**INSTRUCTIONS FOR THE TASK**
Rewrite the entries below, switching each "marker" to "dot" and leaving all else unchanged.

╭─ MATERIAL SUPPLIED

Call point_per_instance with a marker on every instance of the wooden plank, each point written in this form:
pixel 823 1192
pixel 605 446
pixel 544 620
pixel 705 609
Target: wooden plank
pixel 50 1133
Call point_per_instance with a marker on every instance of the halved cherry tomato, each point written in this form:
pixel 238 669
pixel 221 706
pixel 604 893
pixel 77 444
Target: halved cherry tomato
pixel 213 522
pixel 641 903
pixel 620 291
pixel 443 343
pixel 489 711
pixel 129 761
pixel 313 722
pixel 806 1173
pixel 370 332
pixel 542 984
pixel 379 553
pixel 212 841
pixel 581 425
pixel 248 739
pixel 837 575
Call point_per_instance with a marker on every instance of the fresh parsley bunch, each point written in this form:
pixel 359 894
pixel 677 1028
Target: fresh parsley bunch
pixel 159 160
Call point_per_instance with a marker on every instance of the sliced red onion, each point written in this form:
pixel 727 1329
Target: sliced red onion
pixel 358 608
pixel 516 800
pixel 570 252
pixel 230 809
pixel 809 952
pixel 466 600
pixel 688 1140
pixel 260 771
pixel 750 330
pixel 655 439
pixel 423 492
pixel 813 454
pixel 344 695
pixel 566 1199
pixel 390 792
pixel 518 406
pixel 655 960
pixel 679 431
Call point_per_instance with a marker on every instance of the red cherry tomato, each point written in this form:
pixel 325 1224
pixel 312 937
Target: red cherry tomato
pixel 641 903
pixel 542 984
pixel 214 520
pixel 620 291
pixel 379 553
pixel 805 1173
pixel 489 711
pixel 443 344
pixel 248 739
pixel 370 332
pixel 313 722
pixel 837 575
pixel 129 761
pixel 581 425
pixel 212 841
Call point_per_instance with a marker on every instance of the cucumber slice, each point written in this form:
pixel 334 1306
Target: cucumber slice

╰─

**EXERCISE RESPONSE**
Call point_per_instance with a dot on every instance of the wooden plank, each point written in this form:
pixel 823 1192
pixel 605 446
pixel 544 620
pixel 705 609
Target: wooden plank
pixel 50 1133
Call point_per_instance with a dot on every instance of the halved cherry tomato, each point written in this form:
pixel 238 669
pixel 221 706
pixel 604 893
pixel 77 444
Target: halved cherry tomato
pixel 213 522
pixel 641 903
pixel 620 291
pixel 443 343
pixel 489 711
pixel 129 761
pixel 313 722
pixel 806 1173
pixel 370 332
pixel 542 984
pixel 379 553
pixel 212 841
pixel 581 425
pixel 248 739
pixel 837 575
Call point_per_instance with a dot on every instance of the fresh parsley bunch, each point written in this form:
pixel 359 894
pixel 677 1028
Target: fresh parsley bunch
pixel 159 160
Call point_per_instance with a dot on every instance of the sliced red onion, each point written in this form:
pixel 727 1329
Target: sliced red onion
pixel 358 608
pixel 516 800
pixel 570 252
pixel 230 809
pixel 809 952
pixel 466 600
pixel 688 1140
pixel 260 771
pixel 750 330
pixel 655 439
pixel 423 492
pixel 813 454
pixel 344 695
pixel 566 1199
pixel 390 792
pixel 518 406
pixel 655 960
pixel 679 431
Call point_per_instance with a dot on every instance of the red cherry tomato, each point written in this form:
pixel 325 1224
pixel 312 937
Target: red cherry tomato
pixel 641 903
pixel 542 984
pixel 214 520
pixel 620 291
pixel 379 553
pixel 805 1173
pixel 489 711
pixel 443 344
pixel 248 739
pixel 370 332
pixel 313 722
pixel 837 575
pixel 129 761
pixel 581 425
pixel 212 841
Call point_per_instance with a dot on every instance of the cucumber slice, each point written in this form:
pixel 334 1306
Target: cucumber slice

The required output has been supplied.